How does the data below read from its first line through the line containing "positive clicks: (209, 536) (1185, 541)"? Print those lines exactly.
==== PROVIDED RECORDS ====
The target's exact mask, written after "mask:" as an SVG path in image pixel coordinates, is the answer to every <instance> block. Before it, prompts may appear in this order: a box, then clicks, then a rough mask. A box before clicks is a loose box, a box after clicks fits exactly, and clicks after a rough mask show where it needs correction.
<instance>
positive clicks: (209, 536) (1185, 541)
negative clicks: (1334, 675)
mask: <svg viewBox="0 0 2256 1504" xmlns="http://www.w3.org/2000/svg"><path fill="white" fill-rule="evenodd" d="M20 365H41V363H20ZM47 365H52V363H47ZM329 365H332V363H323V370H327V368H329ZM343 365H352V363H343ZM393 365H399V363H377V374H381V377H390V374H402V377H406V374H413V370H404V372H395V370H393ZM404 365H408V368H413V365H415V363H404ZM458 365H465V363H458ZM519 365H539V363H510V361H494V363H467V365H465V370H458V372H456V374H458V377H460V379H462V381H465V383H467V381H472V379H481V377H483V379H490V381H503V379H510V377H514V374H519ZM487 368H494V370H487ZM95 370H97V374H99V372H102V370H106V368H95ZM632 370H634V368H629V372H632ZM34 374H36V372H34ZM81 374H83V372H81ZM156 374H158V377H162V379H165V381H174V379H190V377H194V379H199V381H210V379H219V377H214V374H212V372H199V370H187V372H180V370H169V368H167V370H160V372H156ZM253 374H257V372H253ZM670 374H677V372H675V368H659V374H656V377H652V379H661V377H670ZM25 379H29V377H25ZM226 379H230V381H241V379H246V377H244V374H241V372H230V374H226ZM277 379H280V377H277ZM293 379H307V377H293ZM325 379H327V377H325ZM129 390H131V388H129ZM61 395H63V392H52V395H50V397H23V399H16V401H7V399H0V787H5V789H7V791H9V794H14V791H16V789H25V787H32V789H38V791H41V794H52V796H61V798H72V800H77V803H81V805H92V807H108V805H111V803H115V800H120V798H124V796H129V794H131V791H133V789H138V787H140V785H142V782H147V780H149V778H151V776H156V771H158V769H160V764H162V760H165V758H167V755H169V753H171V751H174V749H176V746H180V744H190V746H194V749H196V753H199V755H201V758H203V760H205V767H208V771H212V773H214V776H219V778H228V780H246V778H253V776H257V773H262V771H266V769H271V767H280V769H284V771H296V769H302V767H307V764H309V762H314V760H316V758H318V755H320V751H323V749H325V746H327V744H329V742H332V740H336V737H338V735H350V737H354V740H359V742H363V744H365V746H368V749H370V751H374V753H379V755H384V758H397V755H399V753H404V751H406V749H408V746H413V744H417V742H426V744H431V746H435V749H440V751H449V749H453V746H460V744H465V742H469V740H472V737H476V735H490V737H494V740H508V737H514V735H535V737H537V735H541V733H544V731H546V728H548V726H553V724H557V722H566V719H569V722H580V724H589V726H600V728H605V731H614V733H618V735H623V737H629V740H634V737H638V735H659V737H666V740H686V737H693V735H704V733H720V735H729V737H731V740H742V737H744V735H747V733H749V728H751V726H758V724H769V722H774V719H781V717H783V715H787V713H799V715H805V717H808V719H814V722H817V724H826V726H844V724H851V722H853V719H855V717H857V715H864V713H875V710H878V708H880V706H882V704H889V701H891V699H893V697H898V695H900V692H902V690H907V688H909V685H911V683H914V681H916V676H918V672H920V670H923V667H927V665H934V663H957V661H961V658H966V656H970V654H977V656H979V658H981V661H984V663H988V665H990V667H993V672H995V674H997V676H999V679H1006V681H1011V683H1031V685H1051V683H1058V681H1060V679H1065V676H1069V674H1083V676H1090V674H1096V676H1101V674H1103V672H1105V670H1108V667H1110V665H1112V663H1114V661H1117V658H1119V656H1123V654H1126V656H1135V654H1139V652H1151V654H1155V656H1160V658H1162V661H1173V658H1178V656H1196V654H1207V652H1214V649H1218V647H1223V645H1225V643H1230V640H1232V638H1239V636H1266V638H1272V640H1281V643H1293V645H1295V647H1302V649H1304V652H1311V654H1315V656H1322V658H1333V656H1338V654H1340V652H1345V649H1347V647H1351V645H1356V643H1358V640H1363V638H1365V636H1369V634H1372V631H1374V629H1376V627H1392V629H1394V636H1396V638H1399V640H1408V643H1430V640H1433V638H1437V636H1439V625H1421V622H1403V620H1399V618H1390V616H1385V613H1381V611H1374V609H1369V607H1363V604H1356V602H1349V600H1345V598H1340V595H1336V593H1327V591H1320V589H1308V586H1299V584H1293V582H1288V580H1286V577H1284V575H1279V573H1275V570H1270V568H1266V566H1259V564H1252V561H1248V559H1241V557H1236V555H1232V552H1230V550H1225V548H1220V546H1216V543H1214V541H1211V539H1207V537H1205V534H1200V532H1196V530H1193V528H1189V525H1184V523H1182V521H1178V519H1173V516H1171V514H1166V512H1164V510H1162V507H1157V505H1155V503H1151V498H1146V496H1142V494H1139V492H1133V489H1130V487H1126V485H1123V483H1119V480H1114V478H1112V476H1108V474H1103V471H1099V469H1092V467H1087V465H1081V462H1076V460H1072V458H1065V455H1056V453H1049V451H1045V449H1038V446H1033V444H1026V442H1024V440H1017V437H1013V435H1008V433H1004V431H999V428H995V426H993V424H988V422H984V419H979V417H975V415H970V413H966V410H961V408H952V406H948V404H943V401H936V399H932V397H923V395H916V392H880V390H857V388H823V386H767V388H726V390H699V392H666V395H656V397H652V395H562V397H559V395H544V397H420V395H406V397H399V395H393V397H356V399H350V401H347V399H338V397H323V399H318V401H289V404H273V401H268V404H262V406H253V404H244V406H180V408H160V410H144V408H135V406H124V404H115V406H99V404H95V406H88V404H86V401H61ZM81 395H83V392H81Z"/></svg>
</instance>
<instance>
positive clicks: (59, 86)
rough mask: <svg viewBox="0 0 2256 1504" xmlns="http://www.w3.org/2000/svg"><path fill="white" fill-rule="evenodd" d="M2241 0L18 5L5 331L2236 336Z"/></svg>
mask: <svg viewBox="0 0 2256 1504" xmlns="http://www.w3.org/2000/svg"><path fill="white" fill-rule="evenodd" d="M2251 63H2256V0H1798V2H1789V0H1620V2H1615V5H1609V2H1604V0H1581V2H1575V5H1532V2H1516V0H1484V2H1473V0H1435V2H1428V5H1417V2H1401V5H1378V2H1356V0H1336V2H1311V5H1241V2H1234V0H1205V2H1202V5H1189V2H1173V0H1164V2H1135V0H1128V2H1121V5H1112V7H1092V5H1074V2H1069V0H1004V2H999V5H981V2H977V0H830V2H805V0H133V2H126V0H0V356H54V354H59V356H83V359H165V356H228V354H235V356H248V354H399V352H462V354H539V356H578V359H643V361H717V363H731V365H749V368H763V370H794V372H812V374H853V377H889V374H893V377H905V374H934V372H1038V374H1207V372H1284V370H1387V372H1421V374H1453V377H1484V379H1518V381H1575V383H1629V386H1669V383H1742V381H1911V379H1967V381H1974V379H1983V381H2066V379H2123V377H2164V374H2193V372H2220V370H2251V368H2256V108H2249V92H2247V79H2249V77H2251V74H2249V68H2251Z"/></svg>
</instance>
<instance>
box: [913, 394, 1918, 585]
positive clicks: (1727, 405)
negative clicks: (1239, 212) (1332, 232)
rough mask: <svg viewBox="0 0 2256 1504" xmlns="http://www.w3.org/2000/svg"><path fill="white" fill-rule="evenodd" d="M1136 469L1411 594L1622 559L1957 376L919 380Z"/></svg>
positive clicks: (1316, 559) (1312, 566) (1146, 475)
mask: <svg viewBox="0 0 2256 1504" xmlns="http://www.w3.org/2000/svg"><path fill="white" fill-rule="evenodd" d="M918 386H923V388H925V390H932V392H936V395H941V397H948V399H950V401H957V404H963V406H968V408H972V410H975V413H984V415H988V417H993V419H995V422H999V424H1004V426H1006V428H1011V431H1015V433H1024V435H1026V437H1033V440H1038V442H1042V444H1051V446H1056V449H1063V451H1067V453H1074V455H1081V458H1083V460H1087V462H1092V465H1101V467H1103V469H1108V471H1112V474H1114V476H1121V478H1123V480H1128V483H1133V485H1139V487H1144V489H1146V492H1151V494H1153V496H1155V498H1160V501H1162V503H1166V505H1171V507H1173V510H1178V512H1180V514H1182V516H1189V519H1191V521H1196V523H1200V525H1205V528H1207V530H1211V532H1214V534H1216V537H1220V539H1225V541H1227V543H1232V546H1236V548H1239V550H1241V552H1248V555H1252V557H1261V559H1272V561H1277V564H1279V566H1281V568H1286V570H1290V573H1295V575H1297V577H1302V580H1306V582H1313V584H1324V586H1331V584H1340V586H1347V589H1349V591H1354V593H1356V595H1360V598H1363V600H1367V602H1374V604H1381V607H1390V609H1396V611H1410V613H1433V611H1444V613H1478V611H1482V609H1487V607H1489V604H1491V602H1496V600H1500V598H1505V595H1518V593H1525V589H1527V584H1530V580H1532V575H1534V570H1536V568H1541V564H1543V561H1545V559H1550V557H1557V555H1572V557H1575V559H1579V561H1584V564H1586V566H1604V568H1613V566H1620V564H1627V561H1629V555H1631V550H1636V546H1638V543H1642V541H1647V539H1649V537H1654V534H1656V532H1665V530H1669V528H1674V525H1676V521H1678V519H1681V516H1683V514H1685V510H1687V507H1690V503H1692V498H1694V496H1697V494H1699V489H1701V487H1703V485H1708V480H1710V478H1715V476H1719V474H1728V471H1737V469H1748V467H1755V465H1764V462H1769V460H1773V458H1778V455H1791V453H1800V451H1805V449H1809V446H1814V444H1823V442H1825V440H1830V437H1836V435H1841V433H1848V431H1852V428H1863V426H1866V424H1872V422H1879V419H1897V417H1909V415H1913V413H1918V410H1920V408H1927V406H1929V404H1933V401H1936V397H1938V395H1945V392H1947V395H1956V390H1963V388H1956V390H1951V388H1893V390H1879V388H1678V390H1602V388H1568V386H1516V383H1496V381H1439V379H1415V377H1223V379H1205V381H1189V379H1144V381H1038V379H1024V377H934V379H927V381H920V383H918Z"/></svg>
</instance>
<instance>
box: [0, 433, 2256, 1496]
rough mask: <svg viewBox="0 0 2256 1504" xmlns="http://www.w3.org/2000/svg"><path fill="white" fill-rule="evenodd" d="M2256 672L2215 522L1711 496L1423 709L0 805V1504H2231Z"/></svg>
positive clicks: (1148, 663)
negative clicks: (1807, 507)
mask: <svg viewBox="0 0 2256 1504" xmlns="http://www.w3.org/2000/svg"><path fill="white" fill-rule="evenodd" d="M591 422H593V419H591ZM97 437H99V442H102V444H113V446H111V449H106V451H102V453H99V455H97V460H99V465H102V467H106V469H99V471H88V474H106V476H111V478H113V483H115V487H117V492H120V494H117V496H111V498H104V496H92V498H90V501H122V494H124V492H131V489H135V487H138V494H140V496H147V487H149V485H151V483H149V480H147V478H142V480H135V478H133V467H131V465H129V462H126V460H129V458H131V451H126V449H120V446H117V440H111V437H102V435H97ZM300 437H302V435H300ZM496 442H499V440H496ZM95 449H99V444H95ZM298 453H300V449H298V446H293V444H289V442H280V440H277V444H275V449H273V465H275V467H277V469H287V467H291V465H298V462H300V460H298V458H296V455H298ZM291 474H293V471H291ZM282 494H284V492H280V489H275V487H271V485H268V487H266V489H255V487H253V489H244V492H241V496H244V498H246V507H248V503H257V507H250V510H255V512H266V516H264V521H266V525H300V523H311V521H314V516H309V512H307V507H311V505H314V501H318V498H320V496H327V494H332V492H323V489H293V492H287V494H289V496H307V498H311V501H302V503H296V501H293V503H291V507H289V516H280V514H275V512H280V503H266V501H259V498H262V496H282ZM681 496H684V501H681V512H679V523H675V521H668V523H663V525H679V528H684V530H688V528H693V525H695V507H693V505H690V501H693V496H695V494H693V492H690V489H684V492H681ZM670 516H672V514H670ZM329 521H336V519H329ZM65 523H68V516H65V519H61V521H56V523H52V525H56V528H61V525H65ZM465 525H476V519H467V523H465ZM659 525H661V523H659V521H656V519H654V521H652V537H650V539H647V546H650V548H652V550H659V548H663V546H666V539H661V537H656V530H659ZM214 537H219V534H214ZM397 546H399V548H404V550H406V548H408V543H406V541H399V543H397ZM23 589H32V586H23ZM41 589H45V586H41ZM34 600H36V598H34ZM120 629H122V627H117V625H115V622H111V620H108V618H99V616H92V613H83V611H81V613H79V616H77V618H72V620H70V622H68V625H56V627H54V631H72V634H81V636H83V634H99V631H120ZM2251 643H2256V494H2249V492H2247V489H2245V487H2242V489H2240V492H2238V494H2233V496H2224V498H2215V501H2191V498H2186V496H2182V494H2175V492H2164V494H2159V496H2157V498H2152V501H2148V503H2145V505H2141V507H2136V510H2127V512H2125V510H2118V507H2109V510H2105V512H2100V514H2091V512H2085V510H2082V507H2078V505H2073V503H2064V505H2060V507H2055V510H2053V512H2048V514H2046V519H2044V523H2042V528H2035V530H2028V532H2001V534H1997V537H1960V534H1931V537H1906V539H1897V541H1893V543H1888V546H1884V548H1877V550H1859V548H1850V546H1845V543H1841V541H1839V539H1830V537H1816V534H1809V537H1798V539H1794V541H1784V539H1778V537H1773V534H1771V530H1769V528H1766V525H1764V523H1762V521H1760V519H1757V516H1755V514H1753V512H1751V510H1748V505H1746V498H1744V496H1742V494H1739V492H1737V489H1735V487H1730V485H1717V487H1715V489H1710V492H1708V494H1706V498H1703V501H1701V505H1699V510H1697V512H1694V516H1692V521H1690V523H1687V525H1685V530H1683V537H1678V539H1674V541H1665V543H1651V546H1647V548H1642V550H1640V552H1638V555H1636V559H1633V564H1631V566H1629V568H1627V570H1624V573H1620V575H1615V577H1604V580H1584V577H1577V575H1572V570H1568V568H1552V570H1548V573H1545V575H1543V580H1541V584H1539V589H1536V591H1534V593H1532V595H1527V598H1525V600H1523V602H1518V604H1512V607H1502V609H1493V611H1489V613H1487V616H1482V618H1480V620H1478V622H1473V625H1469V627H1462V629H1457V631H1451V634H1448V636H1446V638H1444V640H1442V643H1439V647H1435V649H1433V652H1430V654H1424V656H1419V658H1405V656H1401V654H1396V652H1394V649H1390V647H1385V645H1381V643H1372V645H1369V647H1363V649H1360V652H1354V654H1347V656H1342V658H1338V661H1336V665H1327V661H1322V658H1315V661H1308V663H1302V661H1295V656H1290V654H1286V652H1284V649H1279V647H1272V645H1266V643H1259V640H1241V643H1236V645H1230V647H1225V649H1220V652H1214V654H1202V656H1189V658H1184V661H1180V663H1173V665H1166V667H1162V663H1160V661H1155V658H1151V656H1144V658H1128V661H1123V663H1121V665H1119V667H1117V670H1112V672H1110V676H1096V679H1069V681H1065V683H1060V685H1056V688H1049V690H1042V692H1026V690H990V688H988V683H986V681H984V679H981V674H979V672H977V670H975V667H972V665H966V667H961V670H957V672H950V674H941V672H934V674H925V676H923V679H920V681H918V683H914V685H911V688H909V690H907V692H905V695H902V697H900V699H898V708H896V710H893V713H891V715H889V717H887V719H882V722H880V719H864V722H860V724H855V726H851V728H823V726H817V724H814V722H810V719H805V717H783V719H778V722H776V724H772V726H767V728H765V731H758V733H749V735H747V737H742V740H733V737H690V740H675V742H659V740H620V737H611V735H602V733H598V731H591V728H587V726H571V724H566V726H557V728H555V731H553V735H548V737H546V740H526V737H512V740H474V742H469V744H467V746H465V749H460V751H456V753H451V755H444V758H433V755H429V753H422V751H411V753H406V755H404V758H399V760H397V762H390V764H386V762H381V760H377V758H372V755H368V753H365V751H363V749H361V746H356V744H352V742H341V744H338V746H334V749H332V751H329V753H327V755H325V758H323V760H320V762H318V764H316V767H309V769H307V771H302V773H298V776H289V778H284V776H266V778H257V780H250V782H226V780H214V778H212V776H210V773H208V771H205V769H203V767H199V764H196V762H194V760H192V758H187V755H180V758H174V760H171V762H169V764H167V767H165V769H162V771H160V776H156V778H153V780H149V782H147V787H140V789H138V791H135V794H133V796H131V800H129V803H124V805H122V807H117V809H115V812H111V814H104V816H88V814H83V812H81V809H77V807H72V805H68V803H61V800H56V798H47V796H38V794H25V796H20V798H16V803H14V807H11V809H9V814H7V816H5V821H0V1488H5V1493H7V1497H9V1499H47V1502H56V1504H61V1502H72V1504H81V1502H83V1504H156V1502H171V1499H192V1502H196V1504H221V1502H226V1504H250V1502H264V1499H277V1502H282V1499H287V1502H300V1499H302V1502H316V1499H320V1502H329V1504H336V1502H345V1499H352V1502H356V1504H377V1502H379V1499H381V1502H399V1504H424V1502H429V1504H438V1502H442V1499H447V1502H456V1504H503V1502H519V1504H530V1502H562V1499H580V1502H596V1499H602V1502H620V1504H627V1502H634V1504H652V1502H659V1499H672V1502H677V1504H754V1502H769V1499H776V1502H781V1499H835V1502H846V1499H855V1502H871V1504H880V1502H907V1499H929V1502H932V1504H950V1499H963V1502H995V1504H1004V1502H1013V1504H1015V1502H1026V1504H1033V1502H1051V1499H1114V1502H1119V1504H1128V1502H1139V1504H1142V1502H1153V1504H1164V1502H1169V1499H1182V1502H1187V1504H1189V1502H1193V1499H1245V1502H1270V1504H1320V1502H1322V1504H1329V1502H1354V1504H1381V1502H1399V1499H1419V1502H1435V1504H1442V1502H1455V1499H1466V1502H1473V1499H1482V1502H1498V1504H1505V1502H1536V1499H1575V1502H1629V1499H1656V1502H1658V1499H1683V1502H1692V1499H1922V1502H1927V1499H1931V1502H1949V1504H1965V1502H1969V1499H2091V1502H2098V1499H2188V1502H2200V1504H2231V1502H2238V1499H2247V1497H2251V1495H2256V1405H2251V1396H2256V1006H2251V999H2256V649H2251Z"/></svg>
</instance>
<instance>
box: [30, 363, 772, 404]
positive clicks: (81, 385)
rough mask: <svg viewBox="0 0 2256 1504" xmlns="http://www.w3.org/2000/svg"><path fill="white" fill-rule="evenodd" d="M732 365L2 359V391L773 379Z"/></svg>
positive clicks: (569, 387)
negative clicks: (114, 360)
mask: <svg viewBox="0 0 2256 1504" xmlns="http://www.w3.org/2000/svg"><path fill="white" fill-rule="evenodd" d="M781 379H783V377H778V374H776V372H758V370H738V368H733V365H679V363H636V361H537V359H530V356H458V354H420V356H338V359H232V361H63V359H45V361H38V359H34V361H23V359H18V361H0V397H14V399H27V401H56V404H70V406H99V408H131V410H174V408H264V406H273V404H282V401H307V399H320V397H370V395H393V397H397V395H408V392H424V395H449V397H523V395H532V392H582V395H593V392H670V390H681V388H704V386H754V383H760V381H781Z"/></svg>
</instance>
====
RESPONSE:
The target's exact mask, written after "mask:" as an SVG path in image pixel coordinates, is the answer to every <instance> block. Before it, prompts may appear in this order: a box, then clicks, then a rough mask. A box before clicks is a loose box, a box after clicks fits exactly, and clicks after a rough mask show where it needs correction.
<instance>
positive clicks: (209, 536) (1185, 541)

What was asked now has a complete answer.